▶ What you need to do:
According to the abstract on tungsten dielectronic recombination, with what agreement at peak temperature do the new total rate coefficients for W63+ and W56+ match previous calculations?

▶ Given text:
Partial and total dielectronic recombination rate coefficients for W73+ to W56+

Abstract

Dielectronic recombination (DR) is a key atomic process that affects the spectroscopic diagnostic modeling of tungsten, most of whose ionization stages will be found somewhere in the ITER fusion reactor: in the edge, divertor, or core plasma. Accurate DR data are sparse while complete DR coverage is unsophisticated (e.g., average-atom or Burgess General Formula), as illustrated by the large uncertainties that currently exist in the tungsten ionization balance. To this end, we present a series of partial final-state-resolved and total DR rate coefficients for W73+ to W56+ tungsten ions. This is part of a wider effort within The Tungsten Project to calculate accurate dielectronic recombination rate coefficients for the tungsten isonuclear sequence for use in collisional-radiative modeling of finite-density tokamak plasmas. The recombination rate coefficients have been calculated with autostructure using κ-averaged relativistic wave unctions in level resolution (intermediate coupling) and configuration resolution (configuration average). Comparison with previous calculations of total DR rate coefficients for W63+ and W56+ yield agreement to within 20% and 10%, respectively, at peak temperature. It is also seen that the Jüttner correction to the Maxwell distribution has a significant effect on the ionization balance of tungsten at the highest charge states, changing both the peak abundance temperatures and the ionization fractions of several ions.

▶ Information:
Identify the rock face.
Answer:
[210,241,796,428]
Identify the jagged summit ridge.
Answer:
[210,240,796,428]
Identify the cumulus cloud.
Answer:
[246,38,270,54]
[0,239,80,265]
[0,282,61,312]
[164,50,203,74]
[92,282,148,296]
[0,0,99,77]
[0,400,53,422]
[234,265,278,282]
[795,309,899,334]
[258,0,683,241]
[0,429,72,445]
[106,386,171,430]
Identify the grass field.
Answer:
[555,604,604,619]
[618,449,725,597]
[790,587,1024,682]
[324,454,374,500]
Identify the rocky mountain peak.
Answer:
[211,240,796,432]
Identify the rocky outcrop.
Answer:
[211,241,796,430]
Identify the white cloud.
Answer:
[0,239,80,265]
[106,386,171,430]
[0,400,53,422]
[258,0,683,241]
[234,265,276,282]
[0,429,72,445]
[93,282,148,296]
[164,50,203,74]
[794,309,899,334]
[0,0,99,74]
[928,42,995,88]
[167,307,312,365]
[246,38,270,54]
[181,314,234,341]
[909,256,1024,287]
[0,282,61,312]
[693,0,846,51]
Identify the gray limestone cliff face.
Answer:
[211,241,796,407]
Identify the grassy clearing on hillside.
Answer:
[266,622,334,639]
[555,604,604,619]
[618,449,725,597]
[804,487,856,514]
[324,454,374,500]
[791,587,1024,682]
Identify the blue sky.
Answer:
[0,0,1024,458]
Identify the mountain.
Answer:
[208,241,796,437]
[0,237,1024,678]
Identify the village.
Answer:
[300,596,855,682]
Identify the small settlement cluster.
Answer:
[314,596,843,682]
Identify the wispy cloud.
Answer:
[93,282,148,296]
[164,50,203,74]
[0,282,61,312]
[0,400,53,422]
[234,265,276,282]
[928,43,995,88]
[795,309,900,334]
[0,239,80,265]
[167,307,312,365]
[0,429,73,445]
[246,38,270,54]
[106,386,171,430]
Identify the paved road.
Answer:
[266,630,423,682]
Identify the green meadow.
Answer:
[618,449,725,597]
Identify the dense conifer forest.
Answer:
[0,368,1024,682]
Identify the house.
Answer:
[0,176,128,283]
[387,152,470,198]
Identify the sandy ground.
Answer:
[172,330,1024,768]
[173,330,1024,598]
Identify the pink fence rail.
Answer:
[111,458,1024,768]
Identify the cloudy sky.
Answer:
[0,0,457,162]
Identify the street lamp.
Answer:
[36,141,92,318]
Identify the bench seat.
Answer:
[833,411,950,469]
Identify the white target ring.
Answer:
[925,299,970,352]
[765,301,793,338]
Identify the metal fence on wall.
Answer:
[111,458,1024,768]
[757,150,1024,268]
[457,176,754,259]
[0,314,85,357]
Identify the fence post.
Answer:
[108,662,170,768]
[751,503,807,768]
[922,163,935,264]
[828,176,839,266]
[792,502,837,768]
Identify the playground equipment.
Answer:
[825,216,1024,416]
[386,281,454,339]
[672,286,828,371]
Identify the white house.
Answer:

▶ Answer section:
They agree to within 20% for W63+ and 10% for W56+.